▶ Work required:
Could you rewrite the entries below, changing every "a pin per instance" to "one pin for each instance" and keeping everything else the same? Leave out the pictures.

▶ Dataset entries:
══════════════════════════════

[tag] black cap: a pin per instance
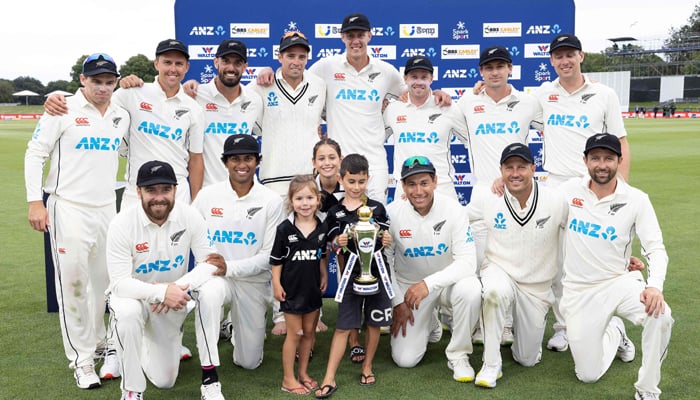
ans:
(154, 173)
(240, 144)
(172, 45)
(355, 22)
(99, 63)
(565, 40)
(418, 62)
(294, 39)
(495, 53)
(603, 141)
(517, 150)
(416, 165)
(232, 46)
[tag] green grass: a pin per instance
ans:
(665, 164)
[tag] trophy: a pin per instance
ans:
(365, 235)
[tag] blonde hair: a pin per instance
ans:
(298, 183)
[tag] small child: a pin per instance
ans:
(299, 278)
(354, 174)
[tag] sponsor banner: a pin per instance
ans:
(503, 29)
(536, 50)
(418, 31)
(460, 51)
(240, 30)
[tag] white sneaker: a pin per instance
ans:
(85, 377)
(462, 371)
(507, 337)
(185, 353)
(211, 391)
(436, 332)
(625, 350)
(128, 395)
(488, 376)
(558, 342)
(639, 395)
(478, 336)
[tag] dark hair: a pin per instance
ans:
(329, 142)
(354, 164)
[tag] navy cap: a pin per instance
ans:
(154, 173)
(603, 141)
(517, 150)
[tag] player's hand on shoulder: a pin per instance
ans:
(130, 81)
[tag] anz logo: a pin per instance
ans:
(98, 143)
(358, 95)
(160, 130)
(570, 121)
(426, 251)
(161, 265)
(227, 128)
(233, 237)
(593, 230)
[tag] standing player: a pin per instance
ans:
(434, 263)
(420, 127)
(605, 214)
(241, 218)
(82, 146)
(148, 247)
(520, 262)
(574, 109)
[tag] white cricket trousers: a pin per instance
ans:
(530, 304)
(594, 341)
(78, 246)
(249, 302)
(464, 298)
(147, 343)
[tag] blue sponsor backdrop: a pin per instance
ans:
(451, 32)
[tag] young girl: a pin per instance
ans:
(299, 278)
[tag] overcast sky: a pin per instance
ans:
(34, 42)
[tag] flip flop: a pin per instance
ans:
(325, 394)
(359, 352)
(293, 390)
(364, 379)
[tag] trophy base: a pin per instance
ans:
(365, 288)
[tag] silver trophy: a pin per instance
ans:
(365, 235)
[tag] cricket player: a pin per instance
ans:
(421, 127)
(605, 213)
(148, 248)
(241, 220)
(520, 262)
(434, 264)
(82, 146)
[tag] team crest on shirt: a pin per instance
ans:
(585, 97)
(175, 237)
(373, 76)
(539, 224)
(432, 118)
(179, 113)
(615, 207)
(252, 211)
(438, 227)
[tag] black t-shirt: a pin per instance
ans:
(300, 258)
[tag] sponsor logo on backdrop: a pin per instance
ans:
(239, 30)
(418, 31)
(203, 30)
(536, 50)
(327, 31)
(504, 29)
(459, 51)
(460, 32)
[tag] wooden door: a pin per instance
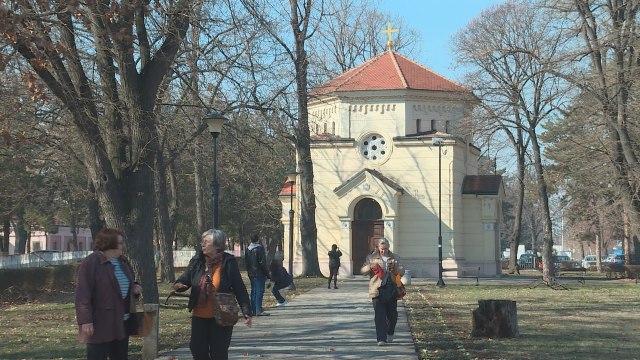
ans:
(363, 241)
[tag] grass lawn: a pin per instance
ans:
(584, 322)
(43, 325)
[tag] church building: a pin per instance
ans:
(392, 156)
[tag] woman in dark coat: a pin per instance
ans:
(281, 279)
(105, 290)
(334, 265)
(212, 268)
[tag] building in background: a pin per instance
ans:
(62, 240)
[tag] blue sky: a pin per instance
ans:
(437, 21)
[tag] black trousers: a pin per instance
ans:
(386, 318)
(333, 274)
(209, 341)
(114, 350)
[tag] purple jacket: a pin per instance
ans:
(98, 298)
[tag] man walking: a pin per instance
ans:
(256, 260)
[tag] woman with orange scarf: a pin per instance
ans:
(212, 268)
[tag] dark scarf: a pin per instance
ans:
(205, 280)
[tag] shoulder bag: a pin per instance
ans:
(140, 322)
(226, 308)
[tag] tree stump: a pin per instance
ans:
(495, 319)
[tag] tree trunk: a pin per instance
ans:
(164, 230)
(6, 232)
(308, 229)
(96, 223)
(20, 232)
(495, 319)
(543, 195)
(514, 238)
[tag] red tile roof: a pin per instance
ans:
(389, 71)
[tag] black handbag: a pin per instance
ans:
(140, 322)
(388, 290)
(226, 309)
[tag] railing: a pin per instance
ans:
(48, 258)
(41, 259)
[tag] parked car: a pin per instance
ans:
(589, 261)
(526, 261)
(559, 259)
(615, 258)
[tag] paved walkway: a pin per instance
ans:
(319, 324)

══════════════════════════════

▶ Output:
[tag] black cap: one pin for each instance
ans:
(154, 173)
(240, 144)
(172, 45)
(355, 22)
(99, 63)
(565, 40)
(418, 62)
(294, 39)
(495, 53)
(603, 141)
(517, 150)
(416, 165)
(232, 46)
[tag] green grass: one pin for each instance
ans:
(665, 164)
[tag] trophy: one pin for each instance
ans:
(365, 235)
[tag] blonde hair: one pin for each instance
ans:
(298, 183)
[tag] small child: one pin for each instance
ans:
(299, 278)
(354, 174)
[tag] sponsor banner: one pin for each instance
ans:
(503, 29)
(536, 50)
(418, 31)
(460, 51)
(240, 30)
[tag] white sneaker: one pin for each instance
ans:
(85, 377)
(462, 371)
(507, 337)
(185, 353)
(211, 391)
(436, 332)
(625, 350)
(128, 395)
(488, 376)
(558, 342)
(639, 395)
(478, 336)
[tag] dark hair: one pin for each instance
ans:
(329, 142)
(354, 164)
[tag] navy cap: one pin for each instance
ans:
(154, 173)
(603, 141)
(517, 150)
[tag] player's hand on shoulder: one pin for each instance
ans:
(130, 81)
[tag] anz logo: one pin for each instance
ans:
(98, 143)
(358, 95)
(160, 130)
(570, 121)
(426, 251)
(161, 265)
(227, 128)
(233, 237)
(593, 230)
[tag] standing player: one pin for each instance
ans:
(434, 263)
(420, 127)
(605, 214)
(241, 218)
(82, 146)
(148, 247)
(520, 262)
(574, 109)
[tag] white cricket trousers: one pin for each instance
ans:
(530, 304)
(594, 341)
(78, 246)
(249, 302)
(464, 298)
(147, 343)
[tag] blue sponsor backdrop: one pin for each instance
ans:
(451, 32)
[tag] young girl: one pin for each instance
ans:
(299, 278)
[tag] overcast sky: one pin for each instance
ans:
(34, 42)
[tag] flip flop: one pin for each instance
ans:
(325, 394)
(359, 352)
(293, 390)
(364, 379)
[tag] trophy base: one pin for each instance
ans:
(365, 288)
[tag] silver trophy: one pin for each instance
ans:
(365, 235)
[tag] cricket player: one pin for each instance
ans:
(421, 127)
(605, 213)
(148, 248)
(241, 220)
(520, 262)
(434, 264)
(82, 146)
[tag] team crest on shirt: one pin for each instance
ans:
(585, 97)
(175, 237)
(373, 76)
(539, 224)
(432, 118)
(179, 113)
(615, 207)
(252, 211)
(438, 227)
[tag] black t-shirt: one pin for each instance
ans:
(300, 258)
[tag] sponsor logo on backdrop: one pin for each instance
ans:
(239, 30)
(418, 31)
(203, 30)
(536, 50)
(327, 31)
(504, 29)
(459, 51)
(460, 32)
[tag] wooden door: one pin for each instance
ans:
(363, 241)
[tag] grass lawn: one pin for each instance
ans:
(584, 322)
(43, 325)
[tag] church building: one pin for each instance
ans:
(392, 156)
[tag] woman in dark coat: one pin for each instance
ans:
(281, 279)
(105, 290)
(334, 265)
(212, 268)
[tag] building in background: one pin for each instance
ans:
(62, 240)
[tag] blue sky: one pin for each instance
ans:
(437, 21)
[tag] black trousers: one pin for each instance
ans:
(386, 318)
(333, 274)
(209, 341)
(114, 350)
[tag] purple jacket: one pin for each instance
ans:
(98, 298)
[tag] man walking: one pin for each instance
ans:
(256, 260)
[tag] woman with orange scarf: one pin for each instance
ans:
(212, 268)
[tag] dark scarf: one pin for each instance
ans:
(205, 280)
[tag] shoulder bag: one pin for each instance
ans:
(140, 322)
(226, 308)
[tag] tree stump: one pin for each instance
ans:
(495, 319)
[tag] tree trunk: one pin for each instance
ans:
(164, 230)
(6, 232)
(308, 229)
(96, 223)
(20, 232)
(495, 319)
(543, 195)
(514, 238)
[tag] red tile roof: one pin for each instance
ans:
(389, 71)
[tag] black handbag: one pin for each instance
ans:
(140, 322)
(388, 290)
(226, 309)
[tag] railing: one pin for each instance
ans:
(48, 258)
(41, 259)
[tag] parked car: one pin for each instance
ans:
(589, 261)
(526, 261)
(559, 259)
(615, 258)
[tag] paved walkway: one pin for each instance
ans:
(319, 324)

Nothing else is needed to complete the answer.